■ Task brief
Starting at the line that contains "the tree, place" and continuing through the end of the records, change "thickest part" to "widest part" and give those lines again with nothing else altered.
* Start *
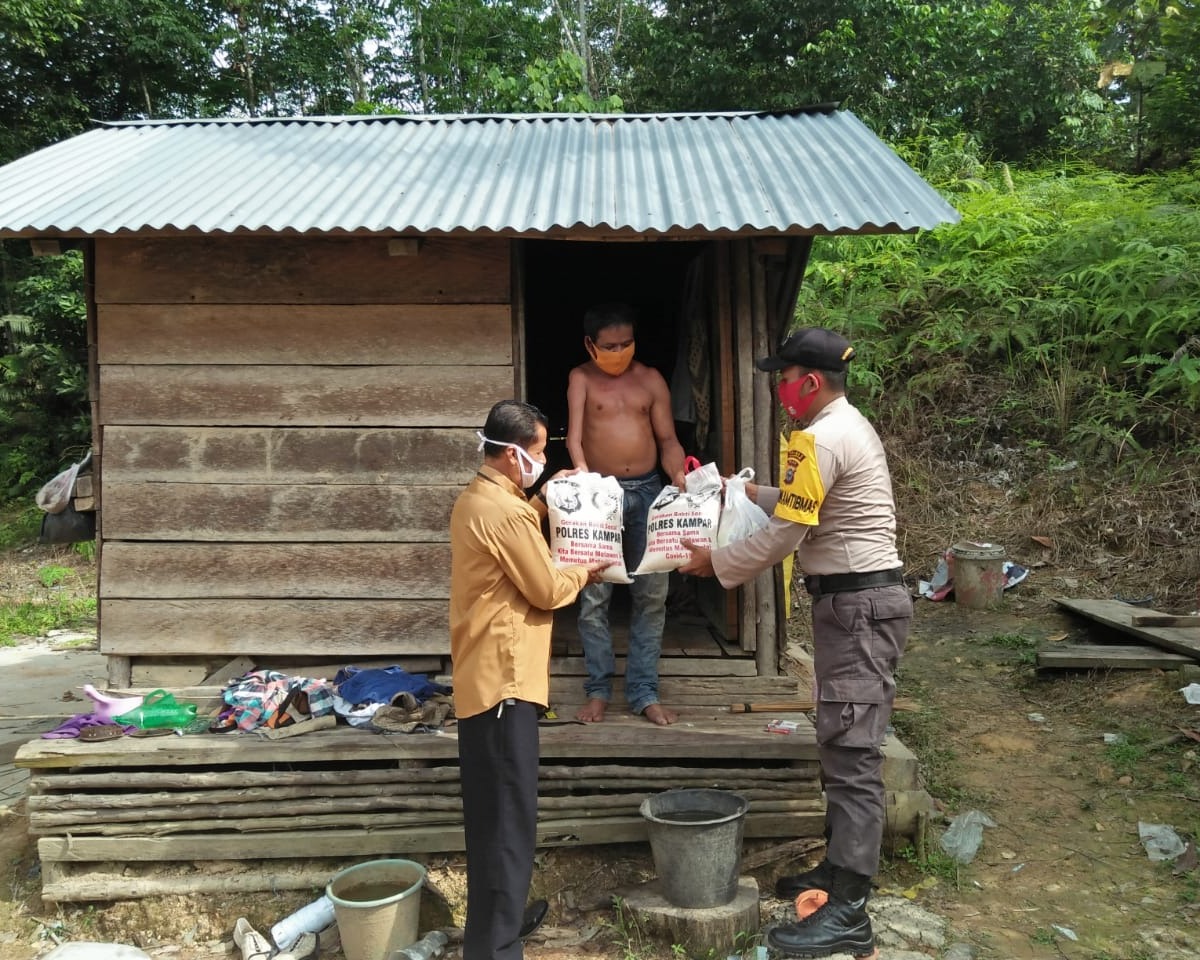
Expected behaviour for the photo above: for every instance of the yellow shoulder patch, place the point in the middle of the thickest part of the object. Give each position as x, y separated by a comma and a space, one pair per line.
801, 489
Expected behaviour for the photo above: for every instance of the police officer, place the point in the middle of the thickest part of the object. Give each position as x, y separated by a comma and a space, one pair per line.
834, 507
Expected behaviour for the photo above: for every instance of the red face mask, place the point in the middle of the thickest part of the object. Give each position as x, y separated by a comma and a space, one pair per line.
793, 399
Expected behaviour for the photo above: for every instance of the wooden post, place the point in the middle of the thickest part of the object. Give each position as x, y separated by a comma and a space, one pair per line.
763, 405
743, 337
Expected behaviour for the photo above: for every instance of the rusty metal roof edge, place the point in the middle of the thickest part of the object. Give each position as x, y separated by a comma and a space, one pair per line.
406, 118
557, 233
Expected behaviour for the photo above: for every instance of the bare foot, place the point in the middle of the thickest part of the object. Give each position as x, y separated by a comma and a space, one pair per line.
592, 712
659, 714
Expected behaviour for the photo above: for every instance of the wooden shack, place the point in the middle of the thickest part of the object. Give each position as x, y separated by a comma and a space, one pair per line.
297, 325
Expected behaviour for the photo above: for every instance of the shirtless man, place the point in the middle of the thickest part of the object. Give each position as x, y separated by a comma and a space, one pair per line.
621, 425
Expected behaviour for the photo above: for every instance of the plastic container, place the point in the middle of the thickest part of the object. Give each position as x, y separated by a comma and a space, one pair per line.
311, 918
159, 711
978, 575
696, 843
377, 905
426, 948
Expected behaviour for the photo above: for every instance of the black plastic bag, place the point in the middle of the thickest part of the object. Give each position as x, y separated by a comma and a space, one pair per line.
69, 526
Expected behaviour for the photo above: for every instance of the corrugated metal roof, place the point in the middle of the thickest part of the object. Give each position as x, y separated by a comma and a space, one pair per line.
713, 173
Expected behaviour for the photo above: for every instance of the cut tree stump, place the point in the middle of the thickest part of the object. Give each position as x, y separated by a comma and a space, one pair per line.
701, 931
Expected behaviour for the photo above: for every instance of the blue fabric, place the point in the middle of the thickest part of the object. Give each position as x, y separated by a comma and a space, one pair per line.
381, 684
648, 611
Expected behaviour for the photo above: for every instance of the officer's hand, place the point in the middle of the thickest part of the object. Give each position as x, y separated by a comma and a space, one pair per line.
561, 474
594, 573
701, 563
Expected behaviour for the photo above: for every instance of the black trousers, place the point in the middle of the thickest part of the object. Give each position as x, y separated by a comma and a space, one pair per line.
498, 763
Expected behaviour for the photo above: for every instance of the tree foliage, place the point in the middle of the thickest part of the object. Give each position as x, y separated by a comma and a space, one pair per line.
1078, 282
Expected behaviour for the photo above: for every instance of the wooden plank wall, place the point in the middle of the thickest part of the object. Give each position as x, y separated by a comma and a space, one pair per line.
283, 426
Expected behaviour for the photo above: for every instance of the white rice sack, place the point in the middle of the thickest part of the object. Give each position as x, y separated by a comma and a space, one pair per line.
741, 516
679, 515
586, 519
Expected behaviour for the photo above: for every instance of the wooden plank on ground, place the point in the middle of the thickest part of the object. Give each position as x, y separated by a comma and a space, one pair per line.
696, 737
364, 334
717, 691
261, 395
1109, 657
275, 628
1164, 619
291, 455
1185, 640
669, 666
377, 571
256, 513
285, 844
279, 269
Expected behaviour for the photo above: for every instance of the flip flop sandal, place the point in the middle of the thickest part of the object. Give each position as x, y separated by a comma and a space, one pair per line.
69, 730
305, 948
101, 732
253, 946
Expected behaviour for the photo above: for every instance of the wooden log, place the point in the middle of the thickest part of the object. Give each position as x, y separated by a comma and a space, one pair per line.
119, 887
699, 931
903, 810
1109, 657
283, 628
552, 772
119, 779
423, 334
299, 270
257, 513
690, 689
1163, 619
349, 455
318, 396
234, 797
377, 571
669, 666
283, 844
228, 671
780, 852
1120, 616
804, 706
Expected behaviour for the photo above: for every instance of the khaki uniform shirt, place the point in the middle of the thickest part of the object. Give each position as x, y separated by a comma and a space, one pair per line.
840, 516
503, 589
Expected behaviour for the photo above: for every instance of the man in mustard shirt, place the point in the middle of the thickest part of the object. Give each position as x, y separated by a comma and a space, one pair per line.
504, 588
834, 505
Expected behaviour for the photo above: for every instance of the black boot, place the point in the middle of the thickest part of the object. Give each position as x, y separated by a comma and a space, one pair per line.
820, 877
841, 925
533, 917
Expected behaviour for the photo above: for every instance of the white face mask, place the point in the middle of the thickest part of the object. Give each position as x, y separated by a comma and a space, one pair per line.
531, 469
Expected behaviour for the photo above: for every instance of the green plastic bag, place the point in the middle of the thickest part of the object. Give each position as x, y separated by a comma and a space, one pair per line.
159, 711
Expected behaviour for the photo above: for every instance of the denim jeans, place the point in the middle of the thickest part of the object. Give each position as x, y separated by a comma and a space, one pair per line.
648, 612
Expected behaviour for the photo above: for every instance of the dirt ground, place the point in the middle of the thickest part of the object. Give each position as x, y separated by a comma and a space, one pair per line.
1061, 875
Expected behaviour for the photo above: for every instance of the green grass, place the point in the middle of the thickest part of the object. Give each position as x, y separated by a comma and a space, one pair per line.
35, 618
53, 575
19, 525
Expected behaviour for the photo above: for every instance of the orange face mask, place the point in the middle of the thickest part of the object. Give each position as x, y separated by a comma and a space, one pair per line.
613, 363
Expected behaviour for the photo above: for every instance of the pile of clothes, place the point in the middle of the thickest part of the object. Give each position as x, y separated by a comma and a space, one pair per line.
385, 699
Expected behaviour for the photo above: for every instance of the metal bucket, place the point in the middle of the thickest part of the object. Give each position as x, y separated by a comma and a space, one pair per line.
978, 575
378, 906
696, 841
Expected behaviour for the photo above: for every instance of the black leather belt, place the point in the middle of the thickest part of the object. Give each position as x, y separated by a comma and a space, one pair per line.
819, 586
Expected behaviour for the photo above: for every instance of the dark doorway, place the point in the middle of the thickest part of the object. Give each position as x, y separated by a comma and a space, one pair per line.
562, 280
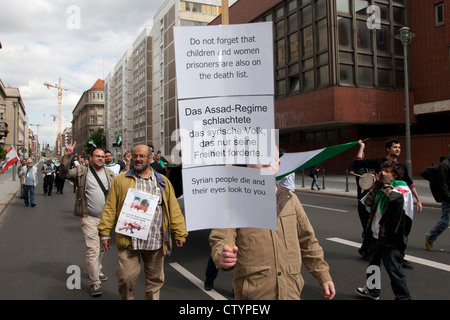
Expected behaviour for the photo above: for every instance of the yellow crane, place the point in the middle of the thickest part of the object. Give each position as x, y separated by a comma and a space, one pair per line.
60, 91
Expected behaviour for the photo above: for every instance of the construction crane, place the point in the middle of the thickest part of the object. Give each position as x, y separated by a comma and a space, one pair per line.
60, 91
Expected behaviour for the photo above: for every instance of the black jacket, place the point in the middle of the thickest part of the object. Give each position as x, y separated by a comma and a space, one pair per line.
395, 225
443, 179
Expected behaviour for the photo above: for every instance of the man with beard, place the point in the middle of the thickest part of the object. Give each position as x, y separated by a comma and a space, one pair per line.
93, 183
167, 220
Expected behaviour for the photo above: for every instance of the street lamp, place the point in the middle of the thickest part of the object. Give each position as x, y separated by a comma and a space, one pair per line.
15, 105
405, 35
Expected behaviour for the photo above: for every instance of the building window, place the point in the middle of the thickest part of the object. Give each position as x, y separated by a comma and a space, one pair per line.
368, 55
301, 45
439, 14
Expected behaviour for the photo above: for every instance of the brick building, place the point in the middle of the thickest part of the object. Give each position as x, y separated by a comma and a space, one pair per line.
339, 74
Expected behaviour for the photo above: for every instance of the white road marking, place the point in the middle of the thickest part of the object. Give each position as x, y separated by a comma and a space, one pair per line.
425, 262
324, 208
213, 293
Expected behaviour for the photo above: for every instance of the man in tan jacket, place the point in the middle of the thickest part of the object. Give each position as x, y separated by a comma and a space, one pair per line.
266, 264
167, 220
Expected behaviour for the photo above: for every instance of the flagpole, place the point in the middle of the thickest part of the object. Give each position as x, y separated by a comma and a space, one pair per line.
226, 21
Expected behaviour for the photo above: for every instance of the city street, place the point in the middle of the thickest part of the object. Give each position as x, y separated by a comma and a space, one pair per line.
40, 246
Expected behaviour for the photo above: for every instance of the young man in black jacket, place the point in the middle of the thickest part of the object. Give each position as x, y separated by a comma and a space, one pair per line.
391, 206
443, 179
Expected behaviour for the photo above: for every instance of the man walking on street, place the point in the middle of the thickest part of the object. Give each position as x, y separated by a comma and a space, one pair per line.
393, 149
48, 170
29, 175
167, 219
93, 183
443, 180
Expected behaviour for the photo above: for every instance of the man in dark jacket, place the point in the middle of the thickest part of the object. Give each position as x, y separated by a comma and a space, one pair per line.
391, 214
443, 181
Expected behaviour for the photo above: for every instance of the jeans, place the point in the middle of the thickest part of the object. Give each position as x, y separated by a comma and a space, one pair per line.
129, 268
28, 194
211, 270
94, 249
442, 224
392, 261
315, 182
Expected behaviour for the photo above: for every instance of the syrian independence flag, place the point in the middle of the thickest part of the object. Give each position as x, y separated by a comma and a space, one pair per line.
408, 201
118, 142
92, 143
293, 162
11, 158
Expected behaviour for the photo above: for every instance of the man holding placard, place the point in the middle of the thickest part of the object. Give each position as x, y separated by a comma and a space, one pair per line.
269, 261
166, 219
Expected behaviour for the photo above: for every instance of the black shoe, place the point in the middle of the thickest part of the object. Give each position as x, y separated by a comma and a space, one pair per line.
209, 285
407, 265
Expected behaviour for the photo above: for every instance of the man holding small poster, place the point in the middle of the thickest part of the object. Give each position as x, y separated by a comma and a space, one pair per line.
148, 192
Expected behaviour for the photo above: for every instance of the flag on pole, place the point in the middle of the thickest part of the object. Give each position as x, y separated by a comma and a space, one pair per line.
293, 162
11, 158
92, 143
118, 142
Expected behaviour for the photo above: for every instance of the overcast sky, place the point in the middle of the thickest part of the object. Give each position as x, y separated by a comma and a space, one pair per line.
79, 41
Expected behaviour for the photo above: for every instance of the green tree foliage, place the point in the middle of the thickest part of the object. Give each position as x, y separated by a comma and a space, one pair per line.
99, 139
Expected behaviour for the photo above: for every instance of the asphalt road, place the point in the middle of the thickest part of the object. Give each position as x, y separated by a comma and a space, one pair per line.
40, 246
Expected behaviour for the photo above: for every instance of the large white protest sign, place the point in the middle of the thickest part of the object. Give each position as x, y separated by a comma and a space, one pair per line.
225, 91
227, 130
229, 197
224, 60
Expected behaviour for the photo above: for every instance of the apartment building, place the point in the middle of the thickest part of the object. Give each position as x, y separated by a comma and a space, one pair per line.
339, 74
142, 88
13, 120
88, 115
165, 108
118, 102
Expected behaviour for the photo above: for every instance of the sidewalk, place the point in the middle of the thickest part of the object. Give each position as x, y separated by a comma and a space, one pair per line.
337, 185
8, 188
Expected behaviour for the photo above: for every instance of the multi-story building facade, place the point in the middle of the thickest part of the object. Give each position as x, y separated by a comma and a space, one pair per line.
14, 119
142, 111
118, 102
339, 73
165, 109
88, 115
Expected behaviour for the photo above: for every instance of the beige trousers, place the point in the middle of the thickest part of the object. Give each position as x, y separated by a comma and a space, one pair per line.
129, 268
94, 249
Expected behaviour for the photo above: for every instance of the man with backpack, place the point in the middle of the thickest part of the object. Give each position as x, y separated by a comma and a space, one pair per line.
443, 185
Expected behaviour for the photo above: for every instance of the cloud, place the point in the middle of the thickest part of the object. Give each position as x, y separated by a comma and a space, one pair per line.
79, 41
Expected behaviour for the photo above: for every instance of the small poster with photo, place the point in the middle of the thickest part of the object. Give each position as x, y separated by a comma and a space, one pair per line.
137, 214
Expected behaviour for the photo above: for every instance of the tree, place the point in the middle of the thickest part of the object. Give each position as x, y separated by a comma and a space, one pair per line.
99, 138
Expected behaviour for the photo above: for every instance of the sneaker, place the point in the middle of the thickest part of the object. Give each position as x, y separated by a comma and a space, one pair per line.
428, 244
364, 292
102, 276
96, 290
407, 265
209, 285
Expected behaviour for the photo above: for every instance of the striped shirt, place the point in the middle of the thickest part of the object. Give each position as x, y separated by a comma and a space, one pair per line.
155, 236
* End *
■ Solution to this exercise
Expected behaviour for the photo above: for every instance of the tree, place the point in the middle of the widest part of the object. Give each position as x, y separated by a comma and a space, one pair per line.
99, 138
Expected behaviour for the photo above: for every instance of the sneaker, place the point in the middle of the widest part of the object. Give each position as x, y separated by a comma and a space, one pair per line.
428, 244
364, 292
102, 276
96, 290
407, 265
209, 285
Expected behaviour for the photo above: for every instance of the striped shirt, place the point in the middle of the widest part of the object. Give each position as x, y separated by a comma and a space, one pair per line.
155, 236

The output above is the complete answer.